Work request 1 ->
In the column about the Wa'alele canoe, rewrite everything from "Her lashings rotted" down to "hours, 11 minutes.", changing "Kids" to "Children".
Work request 2 ->
According to the column about the Wa'alele canoe, how long did the Kailua crew take to cross the English Channel in June 1978?
Work request 3 ->
Continue the column about the Wa'alele canoe from its last sentence.

Text under study ->
Our Honolulu
British revive Hawaiian canoe's spirit, with help
By Bob Krauss
Advertiser Columnist
The proud tradition of Wa'alele, the first Hawaiian outrigger canoe to cross the English Channel, is alive half way across the world against impossible odds.
For 23 years the graceful outrigger has sat, lonely and weatherbeaten, at the entrance of the Captain Cook Birthplace Museum in Middlesbrough, England, a gift of the Ohana O Wa'alele canoe club after paddling the canoe across the channel.
Her lashings rotted away. Kids broke her seats. Somebody bored holes in her bottom so rainwater could leak out.
How fleeting is fame. Wa'alele made headlines in June 1978 when a senior crew of paddlers from Kailua made it across the channel in 4 hours, 11 minutes.
They were honored by the Lord Mayor of Middlesbrough in his ermine robe in celebration of the 200th anniversary of the discovery of Hawai'i by Capt. James Cook. Canoe racing patriarch Toots Minvielle was named an honorary baron at a feast in an ancient castle.
(Incidentally, The Advertiser sponsored this historic event and your faithful columnist was on hand to report the details to breathless readers.)
Then paddler Phil Foti resumed his medical practice in Kailua. Steersman Merlyn "Frenchy" Lyons took up skiing in Big Sky, Mont. In chilly Middlesbrough, Wa'alele was a fish out of water. Along came John Ferry, intrepid marathon kayak paddler, the kind of stout heart who won at Waterloo. The exotic Hawaiian canoe challenged his adventurous spirit. Why not bring this fading, fragile Pacific flower back to life?
"I don't think he had ever sat in a Hawaiian outrigger canoe," said Lyons. "It's my understanding that he and his friends talked the museum into turning the Wa'alele into a living exhibit that they would restore and paddle."

Data excerpts ->

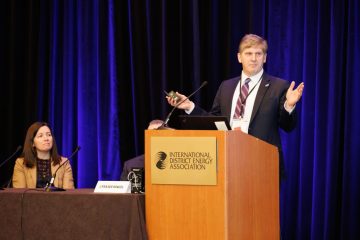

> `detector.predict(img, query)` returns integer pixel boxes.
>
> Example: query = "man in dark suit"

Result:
[167,34,304,177]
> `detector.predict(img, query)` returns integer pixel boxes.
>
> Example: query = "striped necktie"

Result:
[234,78,251,119]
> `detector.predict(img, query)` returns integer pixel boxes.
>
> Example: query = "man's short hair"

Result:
[238,34,268,54]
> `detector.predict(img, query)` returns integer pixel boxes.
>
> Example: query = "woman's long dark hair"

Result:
[22,122,61,168]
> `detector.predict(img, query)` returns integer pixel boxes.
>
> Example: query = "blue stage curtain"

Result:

Expected output 1 ->
Her lashings rotted away. Children broke her seats. Somebody bored holes in her bottom so rainwater could leak out.
How fleeting is fame. Wa'alele made headlines in June 1978 when a senior crew of paddlers from Kailua made it across the channel in 4 hours, 11 minutes.

Expected output 2 ->
4 hours, 11 minutes.

Expected output 3 ->
However intrepid, the Englishmen didn't know diddly squat about how to do that. So they called Lyons. Six months of long-distance canoe-paddling instruction began.
"I sent them a video on paddling by Nappy Napoleon," said Lyons. He explained that the long-handled paddles given to the museum to the Ohana in 1978 were long out of date.
"Phil sent them two laminated paddles, and I sent them a blank," Lyons recalled. "They reviewed the 8 mm movies of our crossing. They're tremendous athletes, about nine or 10 of them, including one woman. Telling them how how to rig the canoe was hardest. I have a file of 60 hours of Internet exchange."
The impossible dream of taking Wa'alele across the channel again came true last June when the unlikely crew set out for Calais and made it. The next day they started back. That's like two Moloka'i Canoe Races in a row.
"We landed south of Dover in 6 hours, 15 minutes although seven members of our crew were novices and had not paddled anything before August last year," Ferry reported.
Watch out, Outrigger Canoe Club. The British want to paddle the Moloka'i race next year.